■ PROBLEM 1 ■
Reproduce word for word the passage of the blog post about Jared that begins at the words "A picture of" and stops after "claims to fame.".

■ PAGE EXCERPT ■
============
Tuesday, April 23, 2019

A picture of Jared

So, here's a photo of Jared in congenial surroundings, either in the Green Room at the 1983 Marquette Tolkien Conference (assuming that conf. had a Green Room, which I'm not sure about) or in his suite in Mashuda Hall at the 1987 Marquette Tolkien Conference/MythCon.

Thursday, April 18, 2019


So, I'm finding it hard to sum up my friend Jared in a single piece, and have decided to make a series of smaller posts and see how that works.

As a Tolkien scholar, Jared had three main claims to fame.

First, he had briefly corresponded as a youth with C. S. Lewis and later J. R. R. Tolkien, writing  a fan letter to each and receiving a reply both times, although unfortunately neither letter survives.

Second, he had edited one of the earlier books on Tolkien and his works, 1975's A TOLKIEN COMPASS, which is famed for printing Richard West's article on Tolkien's use of interlace narrative in LotR (still one of the best essays on Tolkien all these years later) and Bonniejean Christensen's piece on THE HOBBIT, the first to point out in detail the changes in the Gollum chapter between the first and second editions of that book. And, in those days when the publication of any new material from JRRT himself was prized as a pearl beyond price, Jared's collection included as an appendix GUIDE TO THE NAMES IN THE LORD OF THE RINGS by JRRT himself, a piece the Professor put together for the aid of translators.

Third, he had set forth his own ideas on Tolkien in a 1982 book ENGLAND AND ALWAYS, which argued that the three most important things about Tolkien were (a) his strong affinity with Edwardian adventure stories, (b) his being a philologist, and (c) his being a (conservative) Xian.

Jared himself provides a single-page summary of his argument in ENGLAND AND ALWAYS in his later book THE RISE OF TOLKIENIAN FANTASY (2005), so I can give this in his own words rather than through the lens of my rephrasings:

Sequels in the Edwardian Mode: A Problem in Calquing
In my original study of The Lord of the Rings as as an "adventure story in the Edwardian mode" I defined that mode by a number of characteristics . . . These characteristics, it seems to me, present a particular problem for sequels, or even additional works, by the authors of Edwardian adventure stories. This problem, in turn, suggests some reasons for the nature of The Silmarillion and the Unfinished Tales—including their unfinished state—as well as suggesting that it may be worth-while to consider the ways other authors dealt with it, or failed to deal with it. All this is my topic here.
============
■ INPUT RECORDS ■
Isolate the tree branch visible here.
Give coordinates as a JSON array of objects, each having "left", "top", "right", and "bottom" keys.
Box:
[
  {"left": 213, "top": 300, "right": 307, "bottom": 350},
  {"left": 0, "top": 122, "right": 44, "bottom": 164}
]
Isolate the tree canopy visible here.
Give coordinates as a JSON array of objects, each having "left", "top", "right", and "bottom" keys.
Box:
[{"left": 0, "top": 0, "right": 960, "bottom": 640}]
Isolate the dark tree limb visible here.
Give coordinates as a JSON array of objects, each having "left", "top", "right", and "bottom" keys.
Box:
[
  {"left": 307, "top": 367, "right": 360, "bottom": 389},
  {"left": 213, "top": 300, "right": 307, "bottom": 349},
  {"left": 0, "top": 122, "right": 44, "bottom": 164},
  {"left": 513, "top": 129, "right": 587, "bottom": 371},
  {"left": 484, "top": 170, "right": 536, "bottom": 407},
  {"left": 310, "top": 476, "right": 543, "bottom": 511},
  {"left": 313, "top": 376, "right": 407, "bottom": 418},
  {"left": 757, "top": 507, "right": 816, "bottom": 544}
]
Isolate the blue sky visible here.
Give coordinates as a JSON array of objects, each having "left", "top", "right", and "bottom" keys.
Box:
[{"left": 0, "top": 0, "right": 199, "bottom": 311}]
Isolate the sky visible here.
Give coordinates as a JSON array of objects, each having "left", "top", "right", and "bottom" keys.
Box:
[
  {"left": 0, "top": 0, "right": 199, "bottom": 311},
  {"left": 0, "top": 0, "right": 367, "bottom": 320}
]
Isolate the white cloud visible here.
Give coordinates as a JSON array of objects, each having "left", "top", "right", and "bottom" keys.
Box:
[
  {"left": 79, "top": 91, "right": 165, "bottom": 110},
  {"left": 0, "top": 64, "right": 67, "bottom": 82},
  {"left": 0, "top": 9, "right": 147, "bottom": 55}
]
============
■ PROBLEM 2 ■
Identify each line of the records above that contains the string "tree", treating uppercase and lowercase as different, and copy those lines out.

■ TASK SOLUTION 1 ■
A picture of Jared

So, here's a photo of Jared in congenial surroundings, either in the Green Room at the 1983 Marquette Tolkien Conference (assuming that conf. had a Green Room, which I'm not sure about) or in his suite in Mashuda Hall at the 1987 Marquette Tolkien Conference/MythCon.

Thursday, April 18, 2019


So, I'm finding it hard to sum up my friend Jared in a single piece, and have decided to make a series of smaller posts and see how that works.

As a Tolkien scholar, Jared had three main claims to fame.

■ TASK SOLUTION 2 ■
Isolate the tree branch visible here.
Isolate the tree canopy visible here.
Isolate the dark tree limb visible here.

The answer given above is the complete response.